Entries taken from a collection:
+++

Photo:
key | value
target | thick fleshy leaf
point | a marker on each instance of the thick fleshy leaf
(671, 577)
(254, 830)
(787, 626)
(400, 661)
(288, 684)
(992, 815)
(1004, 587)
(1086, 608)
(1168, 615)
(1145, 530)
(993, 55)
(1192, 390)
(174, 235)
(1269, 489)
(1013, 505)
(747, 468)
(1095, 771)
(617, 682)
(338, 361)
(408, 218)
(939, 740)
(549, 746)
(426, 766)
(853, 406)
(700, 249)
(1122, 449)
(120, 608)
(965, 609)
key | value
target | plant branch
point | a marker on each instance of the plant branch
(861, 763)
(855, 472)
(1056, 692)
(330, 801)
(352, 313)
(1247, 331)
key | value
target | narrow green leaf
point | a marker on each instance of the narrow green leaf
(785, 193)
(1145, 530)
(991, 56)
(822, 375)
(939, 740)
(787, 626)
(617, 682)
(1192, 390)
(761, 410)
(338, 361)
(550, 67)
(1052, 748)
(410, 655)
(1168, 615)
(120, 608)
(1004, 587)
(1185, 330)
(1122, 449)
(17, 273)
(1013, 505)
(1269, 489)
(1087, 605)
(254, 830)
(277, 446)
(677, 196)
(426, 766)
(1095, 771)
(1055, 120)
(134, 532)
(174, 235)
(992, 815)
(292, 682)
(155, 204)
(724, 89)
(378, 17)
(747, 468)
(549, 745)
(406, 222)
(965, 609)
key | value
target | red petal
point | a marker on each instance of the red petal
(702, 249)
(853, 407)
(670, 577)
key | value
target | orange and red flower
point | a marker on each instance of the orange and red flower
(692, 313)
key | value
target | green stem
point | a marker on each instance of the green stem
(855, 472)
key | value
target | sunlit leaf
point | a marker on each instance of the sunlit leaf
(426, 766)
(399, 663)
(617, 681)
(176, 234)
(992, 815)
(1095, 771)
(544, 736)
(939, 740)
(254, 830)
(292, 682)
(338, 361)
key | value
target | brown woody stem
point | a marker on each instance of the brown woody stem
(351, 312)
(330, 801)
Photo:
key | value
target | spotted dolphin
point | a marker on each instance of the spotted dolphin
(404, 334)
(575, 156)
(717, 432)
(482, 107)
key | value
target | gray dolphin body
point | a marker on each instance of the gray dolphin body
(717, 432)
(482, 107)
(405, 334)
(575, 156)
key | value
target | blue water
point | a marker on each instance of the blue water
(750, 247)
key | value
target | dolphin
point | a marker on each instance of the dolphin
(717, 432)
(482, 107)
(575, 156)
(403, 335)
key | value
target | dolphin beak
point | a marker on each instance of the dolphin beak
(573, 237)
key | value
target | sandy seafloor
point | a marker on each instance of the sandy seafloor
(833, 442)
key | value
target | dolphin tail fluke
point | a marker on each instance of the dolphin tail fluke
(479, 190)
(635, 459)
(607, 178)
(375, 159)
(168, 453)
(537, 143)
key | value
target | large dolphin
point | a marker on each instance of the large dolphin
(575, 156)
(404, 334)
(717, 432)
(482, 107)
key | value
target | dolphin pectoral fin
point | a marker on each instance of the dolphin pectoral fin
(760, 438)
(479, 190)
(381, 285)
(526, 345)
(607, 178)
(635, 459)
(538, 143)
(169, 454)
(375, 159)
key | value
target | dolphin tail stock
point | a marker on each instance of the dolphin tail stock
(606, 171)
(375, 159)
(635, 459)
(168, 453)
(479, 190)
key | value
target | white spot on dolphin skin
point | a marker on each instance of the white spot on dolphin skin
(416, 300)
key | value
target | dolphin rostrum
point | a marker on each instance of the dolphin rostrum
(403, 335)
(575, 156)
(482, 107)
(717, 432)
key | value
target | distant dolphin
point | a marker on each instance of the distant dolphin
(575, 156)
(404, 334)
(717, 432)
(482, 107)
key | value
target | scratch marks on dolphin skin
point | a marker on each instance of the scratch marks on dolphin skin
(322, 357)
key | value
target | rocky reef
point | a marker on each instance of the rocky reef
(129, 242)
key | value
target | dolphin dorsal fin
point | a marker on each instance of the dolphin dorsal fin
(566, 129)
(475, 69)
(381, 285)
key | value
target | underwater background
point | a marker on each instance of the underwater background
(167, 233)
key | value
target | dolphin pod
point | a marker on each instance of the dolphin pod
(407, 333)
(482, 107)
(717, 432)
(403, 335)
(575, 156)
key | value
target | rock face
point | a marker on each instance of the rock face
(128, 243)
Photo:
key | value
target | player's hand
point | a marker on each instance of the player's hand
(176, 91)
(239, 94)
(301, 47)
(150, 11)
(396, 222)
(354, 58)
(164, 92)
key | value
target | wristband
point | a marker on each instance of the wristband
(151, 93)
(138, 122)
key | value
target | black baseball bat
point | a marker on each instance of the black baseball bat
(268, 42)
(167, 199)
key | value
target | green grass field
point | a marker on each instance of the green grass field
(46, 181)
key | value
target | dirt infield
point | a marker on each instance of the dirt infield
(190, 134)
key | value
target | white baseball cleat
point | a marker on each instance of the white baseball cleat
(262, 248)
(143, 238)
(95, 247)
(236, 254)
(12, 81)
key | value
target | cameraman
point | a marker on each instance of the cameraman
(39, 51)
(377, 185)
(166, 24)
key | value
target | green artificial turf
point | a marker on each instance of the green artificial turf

+++

◆ Instructions to follow
Copy out the full material exactly as it appears.

◆ Response to this task
Photo:
key | value
target | thick fleshy leaf
point | a marker on each instance of the thick fleshy leaf
(671, 577)
(254, 830)
(787, 626)
(400, 661)
(288, 684)
(992, 815)
(1004, 587)
(1086, 608)
(1168, 615)
(1145, 530)
(993, 55)
(1192, 390)
(174, 235)
(1269, 489)
(1013, 505)
(747, 468)
(1095, 771)
(617, 682)
(338, 361)
(408, 218)
(939, 740)
(549, 746)
(426, 766)
(853, 406)
(700, 249)
(1122, 449)
(120, 608)
(965, 609)
key | value
target | plant branch
point | a marker on each instance of the plant branch
(861, 763)
(855, 472)
(1056, 692)
(330, 801)
(352, 313)
(1247, 331)
key | value
target | narrow green leaf
point | a marker on each instance of the narrow green leaf
(785, 193)
(1145, 530)
(991, 56)
(822, 375)
(939, 740)
(787, 626)
(617, 682)
(1192, 390)
(761, 410)
(338, 361)
(550, 67)
(1052, 748)
(410, 655)
(1168, 615)
(120, 608)
(1004, 587)
(1185, 330)
(1122, 449)
(17, 273)
(1013, 505)
(1269, 489)
(1087, 605)
(254, 830)
(277, 446)
(677, 196)
(426, 766)
(1095, 771)
(1055, 120)
(134, 532)
(174, 235)
(992, 815)
(292, 682)
(155, 204)
(724, 89)
(378, 17)
(747, 468)
(549, 745)
(406, 222)
(965, 609)
key | value
target | red petal
point | a marker on each instance of the red petal
(702, 249)
(853, 407)
(670, 577)
key | value
target | orange and red flower
point | a marker on each instance of the orange and red flower
(692, 313)
key | value
target | green stem
point | a marker on each instance of the green stem
(855, 472)
key | value
target | sunlit leaf
point | a marker on each instance of the sunlit leaf
(426, 766)
(399, 663)
(617, 681)
(176, 234)
(992, 815)
(1095, 771)
(544, 736)
(939, 740)
(254, 830)
(292, 682)
(338, 361)
key | value
target | brown woody stem
point | a marker on each instance of the brown woody stem
(351, 312)
(330, 801)
Photo:
key | value
target | spotted dolphin
point | a marker on each instance of the spotted dolphin
(404, 334)
(575, 156)
(717, 432)
(482, 107)
key | value
target | gray dolphin body
point | a marker on each instance of the gray dolphin body
(717, 432)
(482, 107)
(405, 334)
(575, 156)
key | value
target | blue water
point | a marker on each instance of the blue water
(750, 247)
key | value
target | dolphin
point | a marker on each instance of the dolphin
(717, 432)
(482, 107)
(575, 156)
(403, 335)
key | value
target | dolphin beak
point | a marker on each instance of the dolphin beak
(573, 237)
key | value
target | sandy seafloor
point | a marker on each instance of the sandy seafloor
(833, 442)
key | value
target | dolphin tail fluke
point | a marker on each instance of the dolphin tail fluke
(479, 190)
(635, 459)
(607, 178)
(375, 159)
(168, 453)
(537, 143)
key | value
target | large dolphin
point | a marker on each instance of the large dolphin
(575, 156)
(404, 334)
(717, 432)
(482, 107)
key | value
target | dolphin pectoral fin
point | a marker on each instance of the dolphin pectoral fin
(760, 438)
(479, 190)
(381, 285)
(526, 345)
(607, 178)
(635, 459)
(538, 143)
(169, 454)
(375, 159)
key | value
target | dolphin tail stock
point | a marker on each instance of the dolphin tail stock
(606, 171)
(375, 159)
(635, 459)
(168, 453)
(479, 190)
key | value
target | white spot on dolphin skin
point | a marker on each instance of the white spot on dolphin skin
(416, 300)
key | value
target | dolphin rostrum
point | a marker on each instance of the dolphin rostrum
(403, 335)
(575, 156)
(482, 107)
(717, 432)
key | value
target | distant dolphin
point | a marker on each instance of the distant dolphin
(575, 156)
(404, 334)
(717, 432)
(482, 107)
key | value
target | scratch marks on dolphin skin
point | a marker on each instance of the scratch marks on dolphin skin
(322, 357)
key | value
target | rocky reef
point | a marker on each instance of the rocky reef
(129, 242)
key | value
target | dolphin dorsal fin
point | a marker on each instance of the dolphin dorsal fin
(566, 129)
(475, 69)
(381, 285)
key | value
target | underwater background
point | a marker on each instance of the underwater background
(167, 233)
key | value
target | dolphin pod
point | a marker on each instance of the dolphin pod
(407, 333)
(482, 107)
(717, 432)
(403, 335)
(575, 156)
key | value
target | rock face
point | a marker on each instance of the rock face
(128, 243)
Photo:
key | value
target | player's hand
point | a marker on each instance of the player's hand
(176, 91)
(239, 94)
(301, 47)
(150, 11)
(396, 222)
(354, 58)
(164, 92)
key | value
target | wristband
point | a marker on each instance of the wristband
(151, 93)
(138, 122)
key | value
target | black baseball bat
point | a marker on each instance of the black baseball bat
(268, 42)
(167, 199)
key | value
target | green grass field
point | a marker on each instance of the green grass field
(46, 181)
key | value
target | dirt infield
point | a marker on each instance of the dirt infield
(190, 134)
key | value
target | white baseball cleat
point | a marker on each instance of the white baseball cleat
(262, 248)
(143, 238)
(95, 247)
(236, 254)
(12, 81)
key | value
target | cameraman
point | a marker on each instance of the cameraman
(39, 51)
(377, 185)
(166, 24)
key | value
target | green artificial turf
point | a marker on each instance of the green artificial turf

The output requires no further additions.